= TASK DESCRIPTION =
Could you repeat the records shown below exactly as written?
━━━━━ MATERIAL FOR THIS EXERCISE ━━━━━
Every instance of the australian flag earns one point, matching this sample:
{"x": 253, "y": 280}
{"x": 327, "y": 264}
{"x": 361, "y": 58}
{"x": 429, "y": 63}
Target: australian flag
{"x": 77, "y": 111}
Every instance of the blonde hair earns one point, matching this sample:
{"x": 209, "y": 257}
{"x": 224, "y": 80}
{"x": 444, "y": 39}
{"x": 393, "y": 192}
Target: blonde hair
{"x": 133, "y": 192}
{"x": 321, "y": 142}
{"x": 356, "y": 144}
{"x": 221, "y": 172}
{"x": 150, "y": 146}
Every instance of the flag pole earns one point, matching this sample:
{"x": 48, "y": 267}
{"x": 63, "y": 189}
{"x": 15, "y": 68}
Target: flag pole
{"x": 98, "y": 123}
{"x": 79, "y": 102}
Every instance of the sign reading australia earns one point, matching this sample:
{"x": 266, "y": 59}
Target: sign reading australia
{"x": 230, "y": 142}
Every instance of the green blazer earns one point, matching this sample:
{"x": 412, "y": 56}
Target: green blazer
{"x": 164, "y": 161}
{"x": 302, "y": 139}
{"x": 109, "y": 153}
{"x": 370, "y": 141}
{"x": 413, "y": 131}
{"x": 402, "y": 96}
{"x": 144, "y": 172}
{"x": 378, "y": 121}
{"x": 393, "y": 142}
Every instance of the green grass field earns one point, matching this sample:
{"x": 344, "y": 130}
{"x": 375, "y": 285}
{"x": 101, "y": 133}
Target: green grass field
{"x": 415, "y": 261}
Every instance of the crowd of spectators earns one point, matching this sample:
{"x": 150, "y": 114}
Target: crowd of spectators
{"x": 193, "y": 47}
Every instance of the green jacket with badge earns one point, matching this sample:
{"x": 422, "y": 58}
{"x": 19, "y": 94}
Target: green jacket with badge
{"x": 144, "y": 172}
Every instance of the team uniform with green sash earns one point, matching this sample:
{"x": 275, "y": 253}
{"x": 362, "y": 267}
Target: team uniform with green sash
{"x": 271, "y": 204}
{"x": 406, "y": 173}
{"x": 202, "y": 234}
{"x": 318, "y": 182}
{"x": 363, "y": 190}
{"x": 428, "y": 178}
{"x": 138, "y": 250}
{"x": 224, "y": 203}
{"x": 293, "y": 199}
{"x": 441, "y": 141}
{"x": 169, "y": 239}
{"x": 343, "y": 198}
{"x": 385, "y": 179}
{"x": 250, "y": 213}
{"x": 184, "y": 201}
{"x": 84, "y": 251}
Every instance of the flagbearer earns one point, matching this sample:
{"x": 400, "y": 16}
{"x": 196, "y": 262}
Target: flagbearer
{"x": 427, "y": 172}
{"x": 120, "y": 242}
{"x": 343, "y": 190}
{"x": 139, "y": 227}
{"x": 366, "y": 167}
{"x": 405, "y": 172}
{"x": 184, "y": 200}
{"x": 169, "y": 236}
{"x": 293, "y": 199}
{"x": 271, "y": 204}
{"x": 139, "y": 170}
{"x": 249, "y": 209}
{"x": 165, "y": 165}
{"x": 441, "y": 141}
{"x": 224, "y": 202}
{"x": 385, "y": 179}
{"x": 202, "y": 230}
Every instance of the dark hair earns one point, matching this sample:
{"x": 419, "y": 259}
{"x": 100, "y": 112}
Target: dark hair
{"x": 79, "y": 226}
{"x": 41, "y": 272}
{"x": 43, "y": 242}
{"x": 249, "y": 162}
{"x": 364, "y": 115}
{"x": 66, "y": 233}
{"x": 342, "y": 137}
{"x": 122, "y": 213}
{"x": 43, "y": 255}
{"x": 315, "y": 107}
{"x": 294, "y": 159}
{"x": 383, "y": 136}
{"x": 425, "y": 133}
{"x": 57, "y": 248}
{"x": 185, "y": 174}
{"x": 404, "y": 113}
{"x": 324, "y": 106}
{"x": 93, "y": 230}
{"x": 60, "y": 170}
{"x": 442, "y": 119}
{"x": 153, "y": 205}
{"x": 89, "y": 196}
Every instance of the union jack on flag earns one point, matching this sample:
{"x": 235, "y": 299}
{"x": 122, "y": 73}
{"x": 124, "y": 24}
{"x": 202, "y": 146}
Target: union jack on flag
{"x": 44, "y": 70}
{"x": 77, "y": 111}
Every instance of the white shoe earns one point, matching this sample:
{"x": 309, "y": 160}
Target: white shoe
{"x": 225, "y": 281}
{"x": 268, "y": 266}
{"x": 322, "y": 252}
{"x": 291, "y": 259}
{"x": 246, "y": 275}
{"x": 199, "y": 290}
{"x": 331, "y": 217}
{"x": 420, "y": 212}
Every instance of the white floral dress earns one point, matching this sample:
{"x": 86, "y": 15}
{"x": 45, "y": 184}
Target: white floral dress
━━━━━
= SOLUTION FOR THIS EXERCISE =
Every instance of the australian flag earns one point, matching this sample:
{"x": 253, "y": 280}
{"x": 327, "y": 264}
{"x": 361, "y": 58}
{"x": 429, "y": 63}
Target: australian flag
{"x": 77, "y": 111}
Every instance of the blonde hair earns one point, matching this sample:
{"x": 209, "y": 257}
{"x": 224, "y": 80}
{"x": 444, "y": 39}
{"x": 393, "y": 192}
Target: blonde hair
{"x": 133, "y": 192}
{"x": 321, "y": 142}
{"x": 356, "y": 144}
{"x": 221, "y": 172}
{"x": 150, "y": 146}
Every instance of the flag pole earns one point, matching this sample:
{"x": 48, "y": 267}
{"x": 63, "y": 189}
{"x": 15, "y": 68}
Target: flag pole
{"x": 98, "y": 123}
{"x": 79, "y": 102}
Every instance of the sign reading australia earns one point, matching this sample:
{"x": 266, "y": 59}
Target: sign reading australia
{"x": 230, "y": 142}
Every instance of the green blazer earns one point, matching this sample:
{"x": 412, "y": 56}
Target: green blazer
{"x": 164, "y": 161}
{"x": 302, "y": 139}
{"x": 109, "y": 153}
{"x": 370, "y": 141}
{"x": 413, "y": 131}
{"x": 402, "y": 96}
{"x": 144, "y": 172}
{"x": 378, "y": 121}
{"x": 393, "y": 142}
Every instance of the green grass field earns one point, matching this sample:
{"x": 344, "y": 130}
{"x": 375, "y": 285}
{"x": 101, "y": 133}
Target: green grass field
{"x": 415, "y": 261}
Every instance of the crowd of spectators earns one point, matching this sample:
{"x": 150, "y": 114}
Target: crowd of spectators
{"x": 193, "y": 47}
Every instance of the green jacket with badge earns one point, matching this sample:
{"x": 422, "y": 58}
{"x": 19, "y": 94}
Target: green jacket with badge
{"x": 144, "y": 172}
Every instance of the team uniform with green sash earns one point, matching this sample:
{"x": 275, "y": 253}
{"x": 362, "y": 267}
Target: team uniform with green sash
{"x": 271, "y": 204}
{"x": 406, "y": 173}
{"x": 202, "y": 234}
{"x": 318, "y": 182}
{"x": 363, "y": 190}
{"x": 428, "y": 178}
{"x": 138, "y": 250}
{"x": 224, "y": 203}
{"x": 293, "y": 199}
{"x": 441, "y": 141}
{"x": 169, "y": 239}
{"x": 343, "y": 198}
{"x": 385, "y": 179}
{"x": 250, "y": 213}
{"x": 184, "y": 201}
{"x": 84, "y": 251}
Every instance of the flagbearer earns one point, matching this sample:
{"x": 400, "y": 16}
{"x": 196, "y": 262}
Target: flagbearer
{"x": 427, "y": 172}
{"x": 120, "y": 242}
{"x": 343, "y": 190}
{"x": 139, "y": 227}
{"x": 366, "y": 167}
{"x": 405, "y": 172}
{"x": 184, "y": 200}
{"x": 169, "y": 236}
{"x": 293, "y": 199}
{"x": 271, "y": 204}
{"x": 139, "y": 170}
{"x": 249, "y": 209}
{"x": 165, "y": 165}
{"x": 441, "y": 141}
{"x": 224, "y": 202}
{"x": 385, "y": 179}
{"x": 202, "y": 230}
Every instance of the dark hair earns one point, matching this sample:
{"x": 419, "y": 259}
{"x": 100, "y": 112}
Target: dark hair
{"x": 79, "y": 226}
{"x": 41, "y": 272}
{"x": 43, "y": 242}
{"x": 249, "y": 162}
{"x": 364, "y": 115}
{"x": 66, "y": 233}
{"x": 342, "y": 137}
{"x": 122, "y": 213}
{"x": 43, "y": 255}
{"x": 315, "y": 107}
{"x": 294, "y": 159}
{"x": 383, "y": 136}
{"x": 425, "y": 133}
{"x": 57, "y": 248}
{"x": 185, "y": 174}
{"x": 404, "y": 113}
{"x": 324, "y": 106}
{"x": 93, "y": 230}
{"x": 60, "y": 170}
{"x": 442, "y": 119}
{"x": 153, "y": 205}
{"x": 89, "y": 196}
Every instance of the union jack on flag earns one point, matching this sample:
{"x": 235, "y": 299}
{"x": 122, "y": 73}
{"x": 124, "y": 24}
{"x": 202, "y": 146}
Target: union jack on flag
{"x": 44, "y": 70}
{"x": 77, "y": 111}
Every instance of the white shoe earns one point, matching this sample:
{"x": 309, "y": 160}
Target: white shoe
{"x": 225, "y": 281}
{"x": 268, "y": 266}
{"x": 322, "y": 252}
{"x": 291, "y": 259}
{"x": 246, "y": 275}
{"x": 199, "y": 290}
{"x": 331, "y": 217}
{"x": 420, "y": 212}
Every instance of the white floral dress earns one point, matching this sample:
{"x": 86, "y": 15}
{"x": 45, "y": 184}
Target: white floral dress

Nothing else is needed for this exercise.